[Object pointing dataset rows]
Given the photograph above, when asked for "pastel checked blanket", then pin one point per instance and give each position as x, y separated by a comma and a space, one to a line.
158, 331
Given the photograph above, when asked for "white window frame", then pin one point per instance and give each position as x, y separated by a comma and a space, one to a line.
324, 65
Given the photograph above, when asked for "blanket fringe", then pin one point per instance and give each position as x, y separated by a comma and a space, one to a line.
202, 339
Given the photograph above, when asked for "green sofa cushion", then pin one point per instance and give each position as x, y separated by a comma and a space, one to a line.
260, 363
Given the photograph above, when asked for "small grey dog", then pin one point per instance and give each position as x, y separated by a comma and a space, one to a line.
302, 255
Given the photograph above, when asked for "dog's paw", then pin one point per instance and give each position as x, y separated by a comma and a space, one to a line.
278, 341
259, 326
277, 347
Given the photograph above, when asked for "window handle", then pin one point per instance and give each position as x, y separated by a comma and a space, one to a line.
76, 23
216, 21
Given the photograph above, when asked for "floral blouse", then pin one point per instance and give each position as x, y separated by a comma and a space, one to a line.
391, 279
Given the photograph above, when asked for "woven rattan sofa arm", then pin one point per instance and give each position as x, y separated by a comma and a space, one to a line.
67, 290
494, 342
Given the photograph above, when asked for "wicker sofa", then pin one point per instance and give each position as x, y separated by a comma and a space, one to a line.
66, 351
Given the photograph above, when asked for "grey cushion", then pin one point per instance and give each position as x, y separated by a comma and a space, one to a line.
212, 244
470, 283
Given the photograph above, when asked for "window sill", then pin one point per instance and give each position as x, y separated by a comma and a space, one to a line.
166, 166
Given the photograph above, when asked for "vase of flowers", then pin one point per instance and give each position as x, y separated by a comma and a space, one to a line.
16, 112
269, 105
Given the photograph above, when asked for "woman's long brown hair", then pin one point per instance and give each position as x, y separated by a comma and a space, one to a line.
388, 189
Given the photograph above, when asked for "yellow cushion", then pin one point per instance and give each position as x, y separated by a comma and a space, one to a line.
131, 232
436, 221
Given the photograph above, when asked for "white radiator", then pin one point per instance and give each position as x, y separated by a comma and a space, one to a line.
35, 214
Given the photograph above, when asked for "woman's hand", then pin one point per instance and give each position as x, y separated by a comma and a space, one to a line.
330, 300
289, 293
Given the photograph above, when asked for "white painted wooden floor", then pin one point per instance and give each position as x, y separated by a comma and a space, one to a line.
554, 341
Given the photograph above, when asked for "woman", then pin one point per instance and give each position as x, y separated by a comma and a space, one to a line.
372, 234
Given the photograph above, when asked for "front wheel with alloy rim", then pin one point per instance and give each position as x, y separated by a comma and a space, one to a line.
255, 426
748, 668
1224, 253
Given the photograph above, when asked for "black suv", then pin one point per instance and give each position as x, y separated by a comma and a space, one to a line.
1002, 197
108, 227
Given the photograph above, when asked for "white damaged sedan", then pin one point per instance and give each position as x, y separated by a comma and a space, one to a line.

* **WHAT IS ASKED**
Return all the data above once more, precisely as given.

* **COMPLETE OUTPUT**
Given the photograph above, when asked for "pastel checked blanket", then pin one point per instance and give each position as x, y separated by a comma and a space, one to a line.
158, 331
Given the photograph above, when asked for "white window frame", then pin one point per instance and give each position as x, y separated by a comma and a space, one to a line.
324, 65
Given the photograph above, when asked for "blanket fringe", then pin one point per instance and give each position as x, y separated by a comma and a space, one to a line.
202, 339
Given the photograph above, when asked for "green sofa cushion", then pin one point per instance and give each position as x, y separated by a comma and a space, one to a line.
260, 363
Given the photograph above, when asked for "small grey dog", then pin one point per instance and give each position as x, y separated by a comma and a space, one to a line.
302, 255
Given the photograph above, when asked for "dog's paw", then pin one point per instance and give each position as x, y separated by a comma and a space, one to a line.
278, 341
259, 326
277, 347
Given the photograph above, when asked for "window handle", then pin one point per instance and give each position as x, y separated by a comma and a space, one to a line.
76, 23
216, 21
Given the photograph above, when asked for "floral blouse", then pin one point per instance and give each position as x, y separated by a comma and a space, one to a line.
391, 279
Given the photograph above, when asked for "woven rattan sofa arm", then pin one point per instance and give each position as x, y separated by a comma and a space, one to a line.
67, 290
494, 342
Given the photograph above, when asked for "wicker sofa", then pin one point per instance and give each position as x, y separated by a comma and a space, one to a line.
66, 351
Given the photograph above, when asked for "grey cushion", then pin one point per instance and give each position as x, y separated by a comma and a space, one to a line.
212, 244
470, 283
Given the photograph above, when asked for "window sill", then pin one point per instance and give each position as x, y separated by a comma and a space, one to a line.
166, 166
Given the photograph above, when asked for "vase of flowers", then pin one point per instance and give each position as x, y separated by a comma and a space, one to a line.
16, 112
269, 105
Given the photograph above, when asked for "woman's long brown hair", then pin one point per instance and give each position as x, y separated by a comma and a space, one to a line.
388, 189
Given the photograph above, when asked for "yellow cushion", then pin one point per instance and give each position as x, y separated by a comma and a space, one to a line.
131, 232
436, 221
Given the photograph above, when asked for "white radiator", then pin one point per instance and give each position as x, y separated by a comma and a space, one to a line.
35, 214
Given the photograph above, when asked for "woman's hand", then pin one point per instance and give each position as x, y separated by a comma and a space, one to a line.
330, 300
289, 293
Given the photograph above, when asked for "white painted wooden floor", then pin one point per instance and give each position as x, y separated by a comma and a space, one to a line.
554, 341
Given the photograph above, when asked for "woman", then pin one point per instance and give each position as x, y separated by a comma and a space, one to a line.
372, 234
Given the photograph above, when asked for "front wheel with alloy rim", then pin one point per instance and give each position as x, y separated by a comma and a space, one to a line.
255, 426
748, 668
1224, 253
Given the photograph above, when asked for "black suv", then pin one point per instance and give each position as x, y separated by a comma and a space, one to a line.
1002, 197
108, 227
Given the photograph above, when asked for "white damaged sedan", then pin one point per instance and give each position as x, y separated by a comma and a space, one to a line.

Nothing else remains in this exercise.